> _Excerpt provided_:
-------
Porn-possessing employee needed expert to prove screen-capture software was ‘interception’ under ECPA

By Joy P. Waltemath, J.D.

Expert testimony was necessary to establish whether a fired employee could show a contemporaneous interception of an electronic communication under the Electronic Communications Privacy Act (ECPA) had occurred when his employer installed screenshot-capturing software on his computer after it discovered evidence he was viewing child pornography on the job. Agreeing with the district court, the First Circuit reasoned that although the majority of lay persons likely would understand both email and the concept of screenshot capturing, to prove an ECPA contemporaneous “interception” would require expert testimony explaining what the screenshot-capturing software actually did when it captured a screenshot, the timing of it, what a web browser’s progress bar actually indicates, and how exactly the email system the employee was using auto-saves emails as a user drafts them. Because the employee lacked this expert testimony, the appeals court agreed that his claims against his employer failed (Boudreau v. Lussier, August 21, 2018, Torruella, J.).
-------
> _Data listing_:
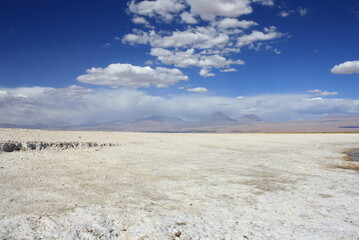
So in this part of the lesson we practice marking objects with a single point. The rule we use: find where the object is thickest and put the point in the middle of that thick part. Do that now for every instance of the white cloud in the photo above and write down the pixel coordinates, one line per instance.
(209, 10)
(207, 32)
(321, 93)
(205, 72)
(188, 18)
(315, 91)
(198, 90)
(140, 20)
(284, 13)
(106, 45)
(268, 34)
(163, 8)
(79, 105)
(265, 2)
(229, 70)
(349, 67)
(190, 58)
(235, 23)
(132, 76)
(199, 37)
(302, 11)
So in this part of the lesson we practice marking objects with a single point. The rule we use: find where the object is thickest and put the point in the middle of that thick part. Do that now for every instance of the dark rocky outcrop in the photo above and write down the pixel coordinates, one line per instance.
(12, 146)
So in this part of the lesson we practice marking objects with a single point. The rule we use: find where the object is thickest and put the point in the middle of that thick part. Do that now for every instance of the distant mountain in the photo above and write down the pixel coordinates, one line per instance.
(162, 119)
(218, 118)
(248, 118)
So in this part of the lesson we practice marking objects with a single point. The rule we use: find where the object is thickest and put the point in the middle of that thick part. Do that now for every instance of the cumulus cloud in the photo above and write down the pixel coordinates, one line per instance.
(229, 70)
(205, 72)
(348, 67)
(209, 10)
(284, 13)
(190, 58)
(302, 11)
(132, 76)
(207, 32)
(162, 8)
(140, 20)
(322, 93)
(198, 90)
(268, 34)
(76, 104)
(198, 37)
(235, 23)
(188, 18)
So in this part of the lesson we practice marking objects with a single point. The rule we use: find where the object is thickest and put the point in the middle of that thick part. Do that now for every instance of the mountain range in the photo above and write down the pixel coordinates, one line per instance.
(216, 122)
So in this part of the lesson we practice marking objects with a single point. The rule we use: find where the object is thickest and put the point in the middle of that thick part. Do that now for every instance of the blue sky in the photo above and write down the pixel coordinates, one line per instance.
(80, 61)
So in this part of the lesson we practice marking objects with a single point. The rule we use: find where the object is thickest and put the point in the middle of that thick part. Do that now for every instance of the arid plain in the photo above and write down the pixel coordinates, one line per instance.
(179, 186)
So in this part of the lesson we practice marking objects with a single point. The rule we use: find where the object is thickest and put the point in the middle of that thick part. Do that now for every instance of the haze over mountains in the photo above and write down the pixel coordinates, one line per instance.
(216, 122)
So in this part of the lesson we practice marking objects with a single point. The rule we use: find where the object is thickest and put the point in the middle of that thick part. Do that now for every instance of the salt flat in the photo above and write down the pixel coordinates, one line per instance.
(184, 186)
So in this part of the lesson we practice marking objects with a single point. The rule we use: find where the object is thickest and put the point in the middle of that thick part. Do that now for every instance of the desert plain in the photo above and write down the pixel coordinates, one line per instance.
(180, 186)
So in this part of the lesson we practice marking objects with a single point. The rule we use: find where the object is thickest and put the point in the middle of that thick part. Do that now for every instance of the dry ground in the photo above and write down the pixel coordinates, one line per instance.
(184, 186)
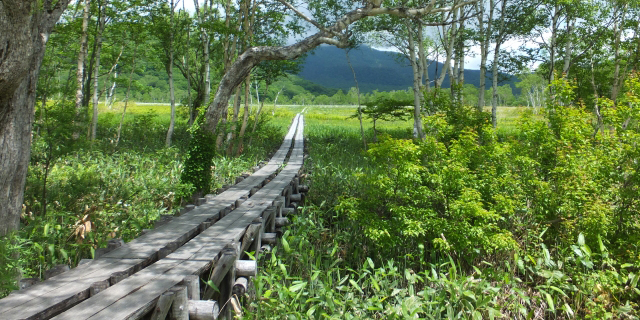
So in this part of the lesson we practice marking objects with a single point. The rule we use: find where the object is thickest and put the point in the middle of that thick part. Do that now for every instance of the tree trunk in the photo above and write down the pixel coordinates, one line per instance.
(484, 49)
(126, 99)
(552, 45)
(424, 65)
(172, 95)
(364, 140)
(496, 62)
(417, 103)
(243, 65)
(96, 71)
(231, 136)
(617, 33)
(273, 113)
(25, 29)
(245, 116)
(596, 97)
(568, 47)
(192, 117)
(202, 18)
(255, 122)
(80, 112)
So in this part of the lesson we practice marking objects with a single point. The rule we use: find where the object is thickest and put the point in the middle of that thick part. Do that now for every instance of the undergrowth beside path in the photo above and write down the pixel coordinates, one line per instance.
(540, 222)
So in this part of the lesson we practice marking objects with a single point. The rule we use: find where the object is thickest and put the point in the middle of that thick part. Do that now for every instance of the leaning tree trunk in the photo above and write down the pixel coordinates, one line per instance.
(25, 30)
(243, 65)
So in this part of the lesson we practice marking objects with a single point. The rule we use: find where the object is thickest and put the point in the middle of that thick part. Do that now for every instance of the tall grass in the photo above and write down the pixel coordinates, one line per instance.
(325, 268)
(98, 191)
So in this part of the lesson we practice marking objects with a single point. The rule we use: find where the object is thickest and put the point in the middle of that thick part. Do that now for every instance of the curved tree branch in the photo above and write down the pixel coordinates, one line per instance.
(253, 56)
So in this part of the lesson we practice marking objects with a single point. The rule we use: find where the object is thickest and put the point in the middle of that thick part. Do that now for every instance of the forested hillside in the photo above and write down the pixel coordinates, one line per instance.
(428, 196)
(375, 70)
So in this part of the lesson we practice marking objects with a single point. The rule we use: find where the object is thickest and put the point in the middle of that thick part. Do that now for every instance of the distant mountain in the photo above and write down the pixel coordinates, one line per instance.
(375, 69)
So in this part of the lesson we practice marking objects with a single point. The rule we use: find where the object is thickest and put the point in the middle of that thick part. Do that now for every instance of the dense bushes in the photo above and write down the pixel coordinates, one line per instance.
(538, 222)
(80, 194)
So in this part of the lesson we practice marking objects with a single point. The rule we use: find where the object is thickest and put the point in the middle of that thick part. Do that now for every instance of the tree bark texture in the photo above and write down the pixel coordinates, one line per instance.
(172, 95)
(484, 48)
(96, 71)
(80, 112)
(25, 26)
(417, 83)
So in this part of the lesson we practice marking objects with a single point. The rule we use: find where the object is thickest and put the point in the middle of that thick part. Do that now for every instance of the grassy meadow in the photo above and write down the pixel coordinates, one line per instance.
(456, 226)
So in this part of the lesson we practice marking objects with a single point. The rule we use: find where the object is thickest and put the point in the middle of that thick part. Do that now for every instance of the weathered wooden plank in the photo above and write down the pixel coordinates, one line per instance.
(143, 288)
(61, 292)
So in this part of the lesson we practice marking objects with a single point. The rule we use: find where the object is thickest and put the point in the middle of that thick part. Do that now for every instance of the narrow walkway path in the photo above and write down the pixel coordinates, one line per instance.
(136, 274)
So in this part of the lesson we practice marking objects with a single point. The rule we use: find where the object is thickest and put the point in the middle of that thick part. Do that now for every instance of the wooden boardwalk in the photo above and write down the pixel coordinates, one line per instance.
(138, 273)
-------
> _What this task involves_: Continue the article about the First Circuit's ruling on screen-capture software and the ECPA, picking up directly after its final sentence.

> _Answer to the problem_:
Possessing child pornography at work. The employee had worked for two years for Automated Temperature Controls, Inc., (ATC) when his employer came to suspect, based on files that its IT manager inadvertently recovered while assisting the employee in recovering some work emails, that he was viewing child pornography at work. After covertly installing screenshot-capturing software on the employee’s work computer, his employer confirmed these suspicions. It then contacted law enforcement, and this eventually culminated in the employee’s arrest and plea of nolo contendere in state court to one count of possession of child pornography. Even before his plea, the employee brought claims under 42 U.S.C. § 1983 and the Electronic Communications Privacy Act against individuals who participated in the events leading up to and following his arrest, including ATC’s corporate president, its co-owner, and its IT manager (as well as several police officers and the city itself). The district court granted summary judgment to the defendants on all of the employee’s claims. The employee appealed, and the First Circuit affirmed.

ECPA claim on appeal. Although his complaint alleged that the ATC defendants illegally searched his office and office computer, as well as that they (along with several police officers) illegally seized and searched his two vehicles, on appeal his employment-related argument addressed only the district court’s holding that he had not presented sufficient evidence that his employer had violated the ECPA.

What did the employer do? When the IT manager was helping the employee recover emails on his work computer, he captured a list of “recoverable” files that had been deleted from that computer, a list that included a number of pornographic movies and photos. The IT manager told the company president, who directed him to install the screen-capture software System Surveillance Pro (SSP) on the employee’s work computer, without the employee’s knowledge. The appeals court explained that “SSP captures and saves screenshots of whatever is being displayed on the monitor of the computer on which it is installed.” The IT manager configured the software to take screenshots whenever the user of this computer typed certain keywords and arranged for SSP to send these screenshots to an email account that he had set up for that purpose.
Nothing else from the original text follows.